ASSIGNMENT: Each line from the one containing "# each pair looks like [[505, 124]]" through the end of the entries below should be transcribed exactly, and no other line.

*** TASK INPUTS ***

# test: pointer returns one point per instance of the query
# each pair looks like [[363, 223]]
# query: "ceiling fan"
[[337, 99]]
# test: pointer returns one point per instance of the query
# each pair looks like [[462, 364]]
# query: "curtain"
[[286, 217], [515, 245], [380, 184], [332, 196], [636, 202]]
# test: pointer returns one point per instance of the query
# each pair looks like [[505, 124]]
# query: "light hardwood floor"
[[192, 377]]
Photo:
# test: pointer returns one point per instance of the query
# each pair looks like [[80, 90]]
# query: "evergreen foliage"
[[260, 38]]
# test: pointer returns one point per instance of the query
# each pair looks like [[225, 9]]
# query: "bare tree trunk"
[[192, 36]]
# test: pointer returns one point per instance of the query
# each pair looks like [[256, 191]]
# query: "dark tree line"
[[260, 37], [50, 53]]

*** End of TASK INPUTS ***

TASK RESPONSE:
# each pair looks like [[505, 124]]
# query: "light hardwood floor"
[[192, 377]]
Photo:
# test: pointer returns one point per instance of the query
# each pair looks like [[80, 90]]
# query: "evergreen foliage"
[[260, 38]]
# test: pointer returns one point per instance of the query
# each pair looks like [[225, 9]]
# query: "bare tree trunk"
[[192, 36]]
# test: pointer returns one point per instance of the query
# each pair looks like [[256, 191]]
# query: "dark tree line"
[[260, 37], [50, 53]]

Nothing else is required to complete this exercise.